▶ **EXCERPT PROVIDED**:
------------------------------------

1. DeepSeek-V4

This research paper introduces the preview version of the DeepSeek-V4 series with two Mixture-of-Experts (MoE) language models:

1. DeepSeek-V4-Pro with 1.6T parameters (49B activated)

2. DeepSeek-V4-Flash with 284B parameters (13B activated)

Both models support a context length of 1 million tokens and use multiple architectural and optimization techniques, including:

• A hybrid attention architecture that combines Compressed Sparse Attention (CSA) and Heavily Compressed Attention (HCA) to improve long-context efficiency

• ManifoldConstrained Hyper-Connections (mHC) over conventional residual connections

• The Muon optimizer for faster convergence and greater training stability

Models in the DeepSeek-V4 series are highly efficient in long-context scenarios, with DeepSeekV4-Pro requiring only 27% of single-token inference FLOPs and 10% of KV cache compared with DeepSeek-V3.2 in the 1M token context setting.

DeepSeek-V4-ProMax is the maximum reasoning-effort mode of DeepSeek-V4-Pro, representing the new state of the art for open models.

Read more about this research using this link.

2. Hyperloop Transformers

This research paper introduces the Hyper-Connected Looped (Hyperloop) Transformer, a simple architecture that reuses Transformer layers across depth, making them more parameter-efficient than conventional Transformers.

The looped Transformer is organized into three blocks (begin, middle, and end), where each block consists of multiple Transformer layers, and only the middle block is applied recurrently across depth. The looped middle block is further augmented by Manifold-Constrained Hyper-Connections (mHC), which are applied only after each loop to create the Hyperloop Transformer.

------------------------------------

Image-grounded pointing records:
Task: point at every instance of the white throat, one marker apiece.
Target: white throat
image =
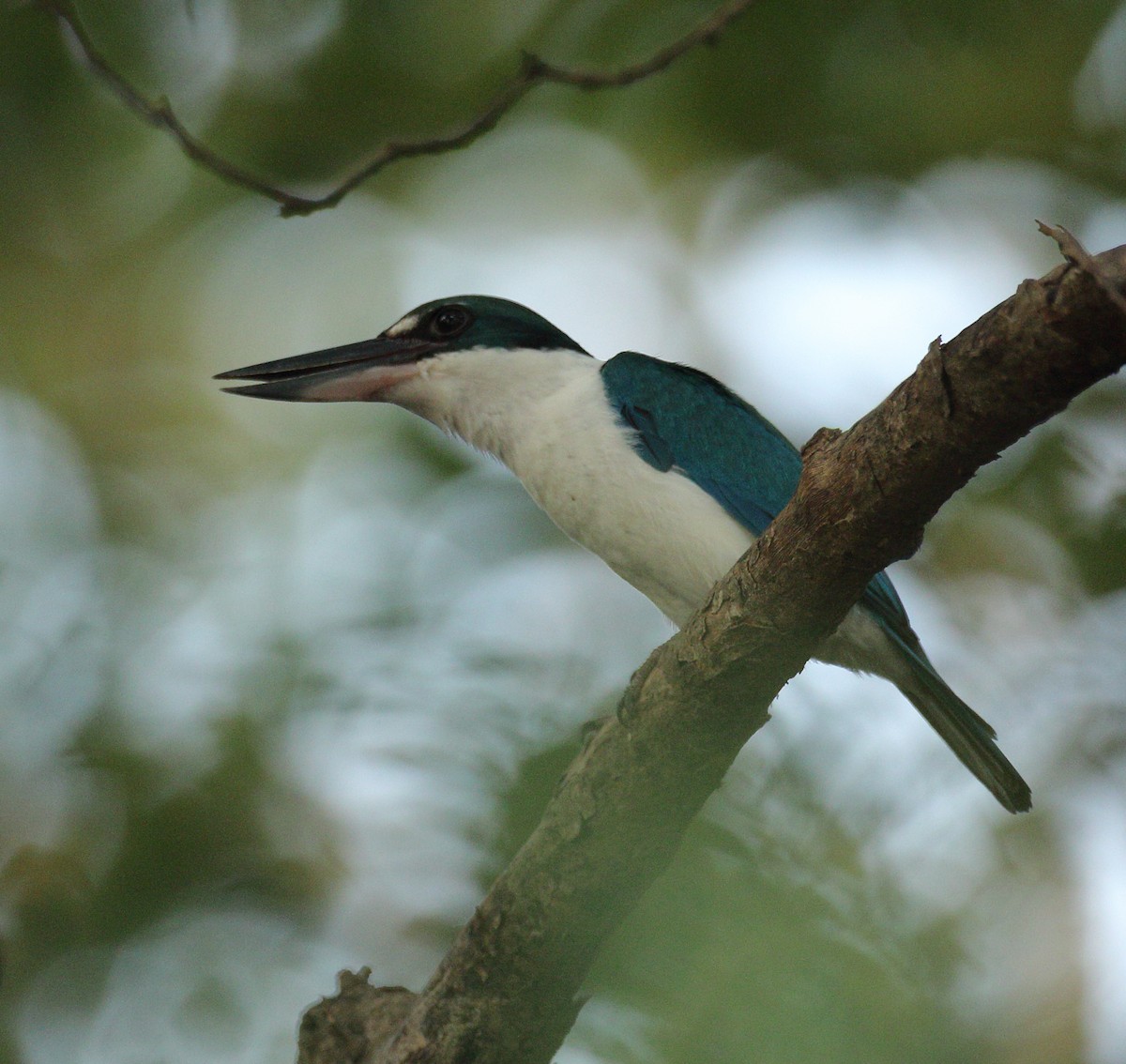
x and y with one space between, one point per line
545 415
495 399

------------------------------------

▶ **WHAT TO WORK ON**:
1 – Copy the research paper summaries word for word, starting at "2. Hyperloop Transformers" and ending at "than conventional Transformers.".
2 – Please carry on the research paper summaries from the point where they stop.
These records come from a separate source.

▶ **REPLIES**:
1 –
2. Hyperloop Transformers

This research paper introduces the Hyper-Connected Looped (Hyperloop) Transformer, a simple architecture that reuses Transformer layers across depth, making them more parameter-efficient than conventional Transformers.

2 –
The Hyperloop Transformer outperforms depth-matched Transformer and mHC Transformer baselines despite using ~50% fewer parameters, and its outperformance persists after post-training weight quantization.

Read more about this research using this link.

3. LLaDA2.0-Uni

This research paper introduces LLaDA2.0-Uni, a unified discrete diffusion LLM (dLLM) that combines language and vision within a single framework.

The model converts images into discrete semantic tokens, jointly processes text and visual inputs using a Mixture-of-experts (MoE) backbone, and then reconstructs high-quality images with a diffusion decoder. This architecture enables the model to understand, generate, and edit across different modalities within a single system.

LLaDA2.0-Uni matches specialized VLMs in multimodal understanding and has strong performance in image generation and editing.

Read more about this research using this link.

4. Sapiens2

This research paper introduces Sapiens2, a family of high-resolution vision transformer models designed for human-centric vision tasks, including pose estimation, segmentation, and surface reconstruction.

Sapiens2 models are pretrained using unified objectives (combining masked image reconstruction and self-distilled contrastive learning) on a curated dataset of 1 billion high-quality human images.

These models set a new state of the art, improving over the first generation in pose, body-part segmentation, and normal estimation, and extending to new tasks such as pointmap and albedo estimation.

Read more about this research using this link.

5. Neural Garbage Collection

This research paper introduces Neural Garbage Collection (NGC), a method that helps LLMs to selectively forget information while reasoning.

Instead of keeping all intermediate tokens (which creates large KV caches), a model is trained end-to-end with RL and an outcome-based task reward to learn which tokens to keep and which to discard to manage memory effectively.

NGC enables significant cache compression without sacrificing reasoning accuracy, making LLMs more scalable for long-context inference.

Read more about this research using this link.

6. AI scientists produce results without reasoning scientifically

This research paper tells that current LLM-based research agents can execute scientific workflows, but they do not follow the reasoning processes typical of real science.

Through large-scale experiments, the authors show that performance is driven almost entirely by the base model rather than agent scaffolding, and that agents often overlook evidence, seldom change their beliefs, and rarely combine different lines of evidence.

As a result, their outputs may seem accurate, but the reasoning behind them lacks key epistemic properties, such as hypothesis testing and self-correction.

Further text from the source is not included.